▶ [Brief]: Where a line looks odd, keep it as it is and transcribe all the material.

▶ [Supplied records]:
══════
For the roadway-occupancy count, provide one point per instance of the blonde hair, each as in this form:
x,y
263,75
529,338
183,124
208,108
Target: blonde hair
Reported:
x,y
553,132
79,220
══════
▶ [Result of the task]:
For the roadway-occupancy count, provide one point per instance of the blonde hair, each as in this form:
x,y
263,75
529,338
183,124
208,108
Target: blonde hair
Reported:
x,y
553,132
79,220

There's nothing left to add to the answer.